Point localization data
%%

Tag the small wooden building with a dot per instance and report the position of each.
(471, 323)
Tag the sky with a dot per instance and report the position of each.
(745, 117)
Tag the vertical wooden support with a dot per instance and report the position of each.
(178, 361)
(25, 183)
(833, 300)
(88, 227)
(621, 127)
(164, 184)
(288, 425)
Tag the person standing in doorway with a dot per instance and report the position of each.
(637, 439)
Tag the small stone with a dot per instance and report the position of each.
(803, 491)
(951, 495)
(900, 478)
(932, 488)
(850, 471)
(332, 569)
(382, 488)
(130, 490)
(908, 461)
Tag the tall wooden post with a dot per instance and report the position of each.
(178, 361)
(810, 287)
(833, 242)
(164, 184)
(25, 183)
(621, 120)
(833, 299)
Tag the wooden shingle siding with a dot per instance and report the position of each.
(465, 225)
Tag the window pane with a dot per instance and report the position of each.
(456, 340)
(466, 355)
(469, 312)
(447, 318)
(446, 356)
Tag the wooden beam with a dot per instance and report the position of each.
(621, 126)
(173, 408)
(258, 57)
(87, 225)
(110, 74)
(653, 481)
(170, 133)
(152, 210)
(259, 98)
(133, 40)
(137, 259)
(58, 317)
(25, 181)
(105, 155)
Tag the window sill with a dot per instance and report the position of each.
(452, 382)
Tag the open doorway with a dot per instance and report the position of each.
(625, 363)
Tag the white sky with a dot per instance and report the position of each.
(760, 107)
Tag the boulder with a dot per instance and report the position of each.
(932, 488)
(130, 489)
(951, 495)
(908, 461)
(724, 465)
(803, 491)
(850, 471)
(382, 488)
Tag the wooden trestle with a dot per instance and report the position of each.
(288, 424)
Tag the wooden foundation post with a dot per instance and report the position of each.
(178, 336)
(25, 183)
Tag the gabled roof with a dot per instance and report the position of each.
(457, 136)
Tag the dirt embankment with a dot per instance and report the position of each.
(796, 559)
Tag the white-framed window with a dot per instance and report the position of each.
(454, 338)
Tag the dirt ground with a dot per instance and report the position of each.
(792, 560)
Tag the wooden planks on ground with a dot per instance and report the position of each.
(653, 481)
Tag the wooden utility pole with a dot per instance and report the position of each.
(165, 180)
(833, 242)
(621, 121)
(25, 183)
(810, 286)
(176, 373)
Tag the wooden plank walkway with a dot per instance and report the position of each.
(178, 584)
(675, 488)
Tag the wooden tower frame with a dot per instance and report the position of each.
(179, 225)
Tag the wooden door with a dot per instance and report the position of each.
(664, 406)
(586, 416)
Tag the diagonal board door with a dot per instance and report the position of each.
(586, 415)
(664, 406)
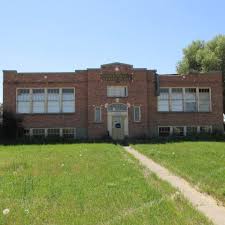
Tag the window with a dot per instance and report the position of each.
(117, 108)
(23, 101)
(26, 132)
(68, 132)
(205, 129)
(68, 100)
(53, 132)
(37, 132)
(163, 100)
(177, 100)
(38, 97)
(190, 100)
(178, 131)
(53, 101)
(97, 114)
(137, 113)
(204, 100)
(191, 130)
(164, 131)
(117, 91)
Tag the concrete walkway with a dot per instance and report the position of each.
(203, 202)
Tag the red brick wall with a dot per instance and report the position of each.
(214, 118)
(91, 91)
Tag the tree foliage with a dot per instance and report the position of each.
(203, 56)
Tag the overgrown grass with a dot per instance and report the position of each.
(201, 163)
(85, 184)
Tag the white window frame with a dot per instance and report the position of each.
(46, 131)
(95, 115)
(29, 102)
(185, 129)
(184, 110)
(46, 100)
(139, 111)
(117, 96)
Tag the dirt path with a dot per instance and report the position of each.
(203, 202)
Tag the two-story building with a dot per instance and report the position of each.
(116, 100)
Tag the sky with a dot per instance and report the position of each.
(64, 35)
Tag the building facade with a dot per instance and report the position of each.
(115, 100)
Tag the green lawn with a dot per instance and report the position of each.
(201, 163)
(85, 184)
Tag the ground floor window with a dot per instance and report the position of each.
(205, 129)
(50, 132)
(68, 133)
(178, 131)
(137, 113)
(191, 130)
(39, 132)
(53, 132)
(164, 131)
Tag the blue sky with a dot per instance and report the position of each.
(56, 35)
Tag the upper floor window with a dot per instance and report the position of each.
(190, 100)
(177, 99)
(204, 100)
(23, 100)
(52, 100)
(184, 100)
(38, 97)
(117, 91)
(163, 100)
(98, 114)
(68, 100)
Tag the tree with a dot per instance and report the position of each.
(204, 56)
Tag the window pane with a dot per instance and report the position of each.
(68, 100)
(164, 131)
(163, 100)
(190, 100)
(68, 94)
(117, 108)
(137, 111)
(53, 107)
(97, 114)
(53, 132)
(23, 101)
(204, 100)
(68, 132)
(68, 106)
(23, 107)
(178, 131)
(191, 130)
(116, 91)
(39, 132)
(177, 100)
(205, 129)
(53, 101)
(38, 98)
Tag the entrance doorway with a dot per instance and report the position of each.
(118, 127)
(117, 121)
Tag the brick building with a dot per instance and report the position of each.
(116, 100)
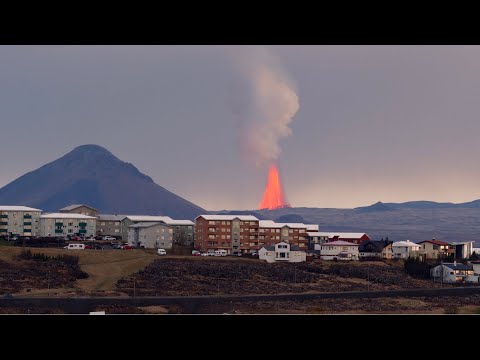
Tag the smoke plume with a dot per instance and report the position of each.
(272, 104)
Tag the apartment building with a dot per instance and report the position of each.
(233, 233)
(150, 235)
(19, 221)
(271, 233)
(183, 233)
(80, 209)
(63, 224)
(110, 225)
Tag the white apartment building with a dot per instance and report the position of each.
(405, 249)
(63, 224)
(19, 220)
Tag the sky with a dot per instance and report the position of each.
(374, 123)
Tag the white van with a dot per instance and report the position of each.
(75, 246)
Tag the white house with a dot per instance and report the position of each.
(405, 249)
(453, 273)
(339, 250)
(282, 252)
(463, 250)
(62, 224)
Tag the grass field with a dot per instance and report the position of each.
(104, 267)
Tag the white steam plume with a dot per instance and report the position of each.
(271, 106)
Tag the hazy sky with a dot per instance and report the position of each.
(375, 123)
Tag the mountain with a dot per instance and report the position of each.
(92, 175)
(379, 206)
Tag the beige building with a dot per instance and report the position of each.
(109, 225)
(339, 250)
(80, 209)
(435, 249)
(19, 220)
(282, 252)
(150, 235)
(66, 224)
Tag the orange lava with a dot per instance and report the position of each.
(273, 198)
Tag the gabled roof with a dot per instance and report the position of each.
(66, 216)
(458, 266)
(108, 217)
(228, 217)
(274, 225)
(73, 207)
(17, 208)
(374, 245)
(339, 243)
(435, 242)
(406, 243)
(147, 218)
(144, 225)
(341, 235)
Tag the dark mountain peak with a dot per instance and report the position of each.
(90, 174)
(378, 206)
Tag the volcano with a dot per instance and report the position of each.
(274, 196)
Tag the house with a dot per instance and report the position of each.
(182, 228)
(63, 224)
(339, 250)
(110, 225)
(435, 249)
(271, 232)
(463, 250)
(453, 273)
(315, 239)
(19, 220)
(356, 238)
(405, 249)
(80, 209)
(150, 235)
(476, 267)
(233, 233)
(378, 249)
(283, 252)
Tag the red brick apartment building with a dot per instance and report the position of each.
(245, 233)
(271, 233)
(233, 233)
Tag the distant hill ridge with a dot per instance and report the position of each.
(90, 174)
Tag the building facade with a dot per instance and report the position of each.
(435, 249)
(80, 209)
(109, 225)
(375, 249)
(339, 250)
(454, 273)
(19, 221)
(234, 233)
(356, 238)
(282, 252)
(150, 235)
(405, 249)
(67, 224)
(270, 233)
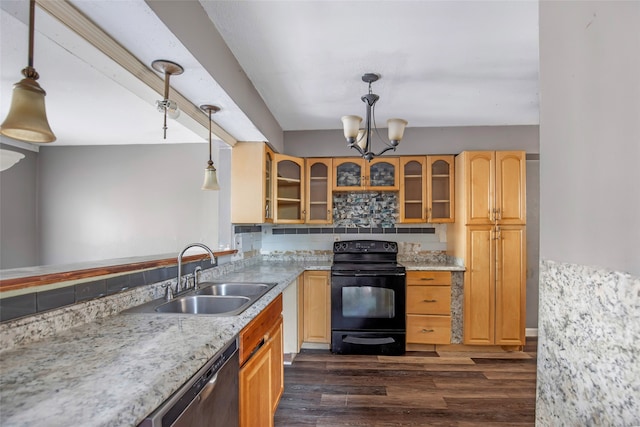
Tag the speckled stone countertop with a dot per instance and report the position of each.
(116, 370)
(420, 266)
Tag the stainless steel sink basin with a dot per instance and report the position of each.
(199, 304)
(235, 289)
(212, 299)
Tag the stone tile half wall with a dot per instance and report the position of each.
(588, 347)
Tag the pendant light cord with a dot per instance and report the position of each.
(30, 72)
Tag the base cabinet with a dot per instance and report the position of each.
(316, 307)
(261, 367)
(428, 307)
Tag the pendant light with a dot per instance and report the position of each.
(167, 106)
(27, 117)
(210, 178)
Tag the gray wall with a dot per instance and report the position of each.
(19, 241)
(104, 202)
(588, 352)
(590, 134)
(451, 140)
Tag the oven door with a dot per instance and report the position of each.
(368, 301)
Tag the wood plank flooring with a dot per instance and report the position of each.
(419, 389)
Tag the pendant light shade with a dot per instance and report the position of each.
(27, 117)
(210, 177)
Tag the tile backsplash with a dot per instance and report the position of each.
(365, 209)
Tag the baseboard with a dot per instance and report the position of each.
(316, 346)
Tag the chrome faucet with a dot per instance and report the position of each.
(191, 245)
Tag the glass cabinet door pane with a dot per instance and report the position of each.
(440, 195)
(289, 187)
(318, 190)
(349, 174)
(412, 188)
(382, 174)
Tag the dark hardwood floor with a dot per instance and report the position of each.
(418, 389)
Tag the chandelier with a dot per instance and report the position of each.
(360, 139)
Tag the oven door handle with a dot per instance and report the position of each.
(385, 274)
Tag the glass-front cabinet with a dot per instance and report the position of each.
(413, 182)
(356, 174)
(440, 185)
(319, 200)
(289, 189)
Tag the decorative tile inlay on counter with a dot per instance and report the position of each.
(588, 347)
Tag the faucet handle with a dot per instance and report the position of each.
(197, 270)
(169, 291)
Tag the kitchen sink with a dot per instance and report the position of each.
(210, 299)
(198, 304)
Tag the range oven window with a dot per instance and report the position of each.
(368, 301)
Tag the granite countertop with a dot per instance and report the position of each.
(420, 266)
(116, 370)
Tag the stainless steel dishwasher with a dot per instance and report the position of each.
(208, 399)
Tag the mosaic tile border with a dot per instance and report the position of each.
(39, 302)
(353, 230)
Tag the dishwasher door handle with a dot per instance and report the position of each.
(206, 391)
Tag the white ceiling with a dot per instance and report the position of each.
(443, 63)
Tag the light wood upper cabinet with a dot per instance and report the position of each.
(427, 189)
(319, 200)
(357, 174)
(316, 308)
(494, 186)
(440, 189)
(413, 185)
(251, 183)
(288, 189)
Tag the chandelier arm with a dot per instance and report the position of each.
(356, 146)
(375, 126)
(390, 147)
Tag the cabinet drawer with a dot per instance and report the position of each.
(429, 300)
(428, 278)
(259, 328)
(428, 329)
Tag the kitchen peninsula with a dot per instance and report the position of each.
(116, 370)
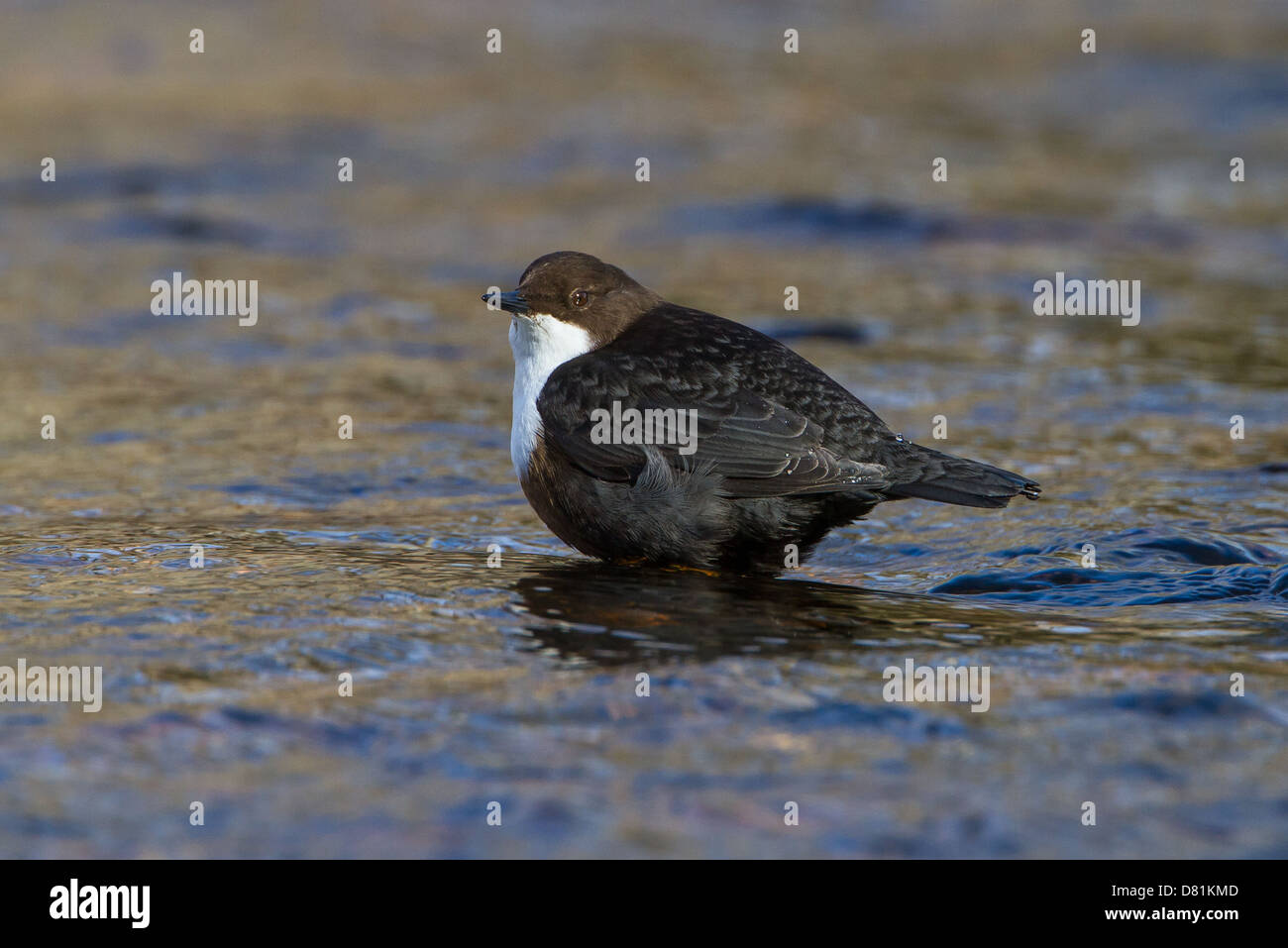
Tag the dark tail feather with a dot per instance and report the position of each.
(935, 475)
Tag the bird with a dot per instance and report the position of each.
(649, 433)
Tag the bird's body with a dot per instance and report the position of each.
(780, 454)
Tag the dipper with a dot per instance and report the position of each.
(649, 432)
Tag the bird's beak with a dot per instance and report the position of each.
(510, 301)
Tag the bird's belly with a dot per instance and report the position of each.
(673, 518)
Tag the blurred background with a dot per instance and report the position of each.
(516, 683)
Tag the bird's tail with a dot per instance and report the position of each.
(934, 475)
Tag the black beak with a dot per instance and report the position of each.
(510, 301)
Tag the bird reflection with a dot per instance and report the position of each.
(609, 614)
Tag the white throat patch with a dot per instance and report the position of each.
(540, 344)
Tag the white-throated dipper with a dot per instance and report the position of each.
(644, 430)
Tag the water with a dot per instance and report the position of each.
(518, 683)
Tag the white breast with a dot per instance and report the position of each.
(540, 344)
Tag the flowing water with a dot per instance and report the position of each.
(513, 678)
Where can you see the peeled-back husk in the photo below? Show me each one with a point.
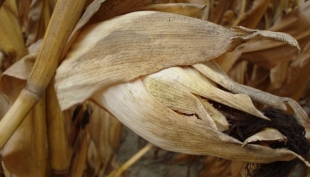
(141, 43)
(132, 104)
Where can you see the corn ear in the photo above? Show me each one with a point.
(190, 80)
(132, 104)
(145, 43)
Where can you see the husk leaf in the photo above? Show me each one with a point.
(136, 108)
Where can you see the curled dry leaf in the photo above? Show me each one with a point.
(211, 70)
(133, 105)
(113, 62)
(144, 43)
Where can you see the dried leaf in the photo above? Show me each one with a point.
(105, 132)
(269, 53)
(190, 80)
(136, 108)
(268, 134)
(145, 43)
(211, 70)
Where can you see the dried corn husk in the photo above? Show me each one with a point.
(133, 105)
(105, 134)
(25, 153)
(147, 42)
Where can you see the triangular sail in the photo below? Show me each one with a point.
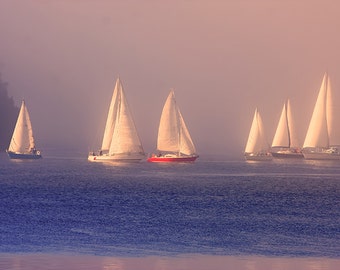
(186, 144)
(22, 140)
(318, 130)
(285, 135)
(173, 135)
(125, 139)
(256, 141)
(111, 117)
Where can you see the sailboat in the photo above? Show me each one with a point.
(323, 138)
(285, 143)
(120, 141)
(257, 147)
(174, 143)
(22, 145)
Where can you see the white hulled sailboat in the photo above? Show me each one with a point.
(285, 143)
(174, 143)
(257, 147)
(323, 138)
(22, 145)
(120, 141)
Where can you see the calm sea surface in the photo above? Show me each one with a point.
(69, 205)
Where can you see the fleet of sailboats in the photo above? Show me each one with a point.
(257, 147)
(285, 143)
(120, 141)
(22, 145)
(174, 143)
(323, 137)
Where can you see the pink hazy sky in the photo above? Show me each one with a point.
(223, 58)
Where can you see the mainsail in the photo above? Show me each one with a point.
(173, 134)
(321, 131)
(285, 135)
(256, 141)
(120, 135)
(22, 140)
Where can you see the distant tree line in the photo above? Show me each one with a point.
(8, 115)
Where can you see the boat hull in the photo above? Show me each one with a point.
(322, 156)
(262, 157)
(172, 159)
(115, 158)
(286, 155)
(13, 155)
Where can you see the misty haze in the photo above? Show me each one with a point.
(223, 59)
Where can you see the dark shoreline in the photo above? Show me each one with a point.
(41, 261)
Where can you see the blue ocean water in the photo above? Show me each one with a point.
(278, 208)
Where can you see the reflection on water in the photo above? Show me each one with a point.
(184, 262)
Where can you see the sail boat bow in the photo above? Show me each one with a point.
(22, 145)
(120, 140)
(174, 143)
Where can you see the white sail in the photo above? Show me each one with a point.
(321, 122)
(120, 140)
(22, 140)
(125, 139)
(256, 140)
(112, 115)
(173, 135)
(285, 135)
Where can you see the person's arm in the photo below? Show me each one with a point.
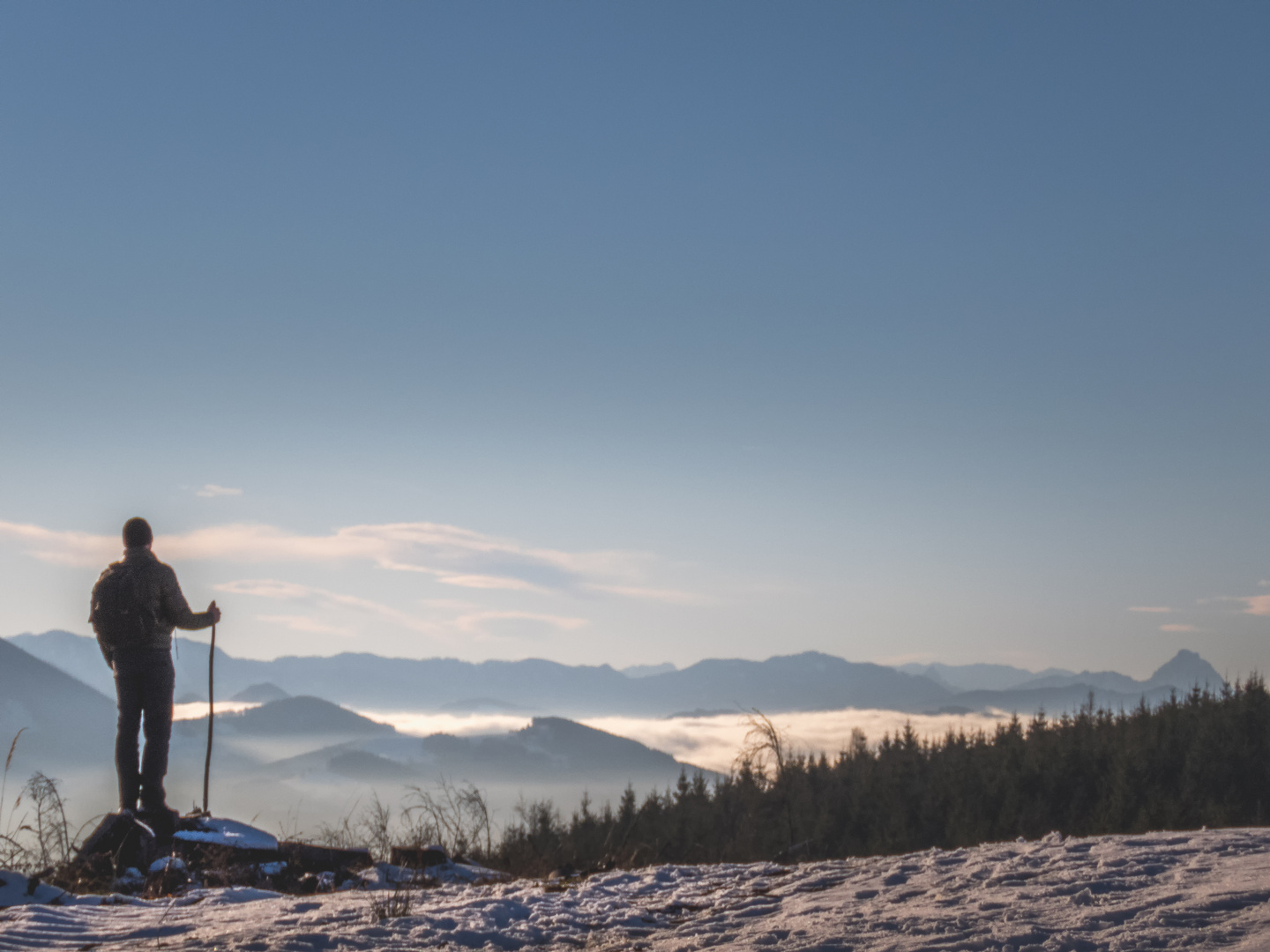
(176, 608)
(101, 643)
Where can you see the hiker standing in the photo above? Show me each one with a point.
(136, 603)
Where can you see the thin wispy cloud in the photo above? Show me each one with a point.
(325, 599)
(303, 623)
(213, 490)
(451, 555)
(467, 621)
(1255, 605)
(474, 622)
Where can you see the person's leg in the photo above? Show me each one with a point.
(161, 680)
(129, 695)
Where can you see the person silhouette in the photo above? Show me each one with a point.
(136, 605)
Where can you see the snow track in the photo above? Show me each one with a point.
(1163, 890)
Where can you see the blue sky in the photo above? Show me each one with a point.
(631, 333)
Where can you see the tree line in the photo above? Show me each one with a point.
(1201, 758)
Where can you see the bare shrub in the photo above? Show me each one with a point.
(765, 752)
(40, 837)
(392, 905)
(458, 818)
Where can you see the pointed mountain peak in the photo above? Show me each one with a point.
(1185, 671)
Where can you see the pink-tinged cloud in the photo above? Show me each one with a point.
(451, 555)
(78, 548)
(1256, 605)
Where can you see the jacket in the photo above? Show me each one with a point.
(161, 596)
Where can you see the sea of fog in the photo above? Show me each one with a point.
(713, 741)
(710, 741)
(300, 807)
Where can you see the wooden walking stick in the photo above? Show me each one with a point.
(211, 716)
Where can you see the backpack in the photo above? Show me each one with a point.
(122, 614)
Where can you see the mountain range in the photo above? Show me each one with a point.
(804, 682)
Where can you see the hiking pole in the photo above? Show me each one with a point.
(211, 716)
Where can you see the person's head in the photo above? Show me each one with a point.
(136, 532)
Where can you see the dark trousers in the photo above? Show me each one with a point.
(144, 682)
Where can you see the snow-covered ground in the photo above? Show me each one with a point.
(1162, 890)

%%

### What you will do:
Could you restate, word for word, every line from the one containing "Where can you see the pointed" through the last line of the records above, and nothing more?

### Solution to this problem:
Where can you see the pointed mountain peak in the photo above? Show me each one with a point.
(1185, 671)
Where can you see the pink-tinged cloud in the photo above? Show me each one with a point.
(451, 555)
(78, 548)
(1256, 605)
Where can you see the jacket in the photo above? Show me each one with a point.
(161, 596)
Where can you see the sea of fog in the photo above? Show me each one with a point.
(713, 741)
(710, 741)
(300, 807)
Where can you see the wooden walking stick in the photo above? Show me each one with a point.
(211, 716)
Where can you see the backpack in the photo above? Show me each one with a point.
(122, 614)
Where can you see the mountain range in the photo above? Show me each one with a point.
(804, 682)
Where can you see the hiking pole in the photo above? Show me each one with a point.
(211, 716)
Where can you see the person's head in the photo above? Show me each one with a point.
(136, 532)
Where can you see the dark trousers in the photo above? Show me each one with a point.
(144, 682)
Where can you see the snow-covered ground in the photo above? Show me each one with a point.
(1162, 890)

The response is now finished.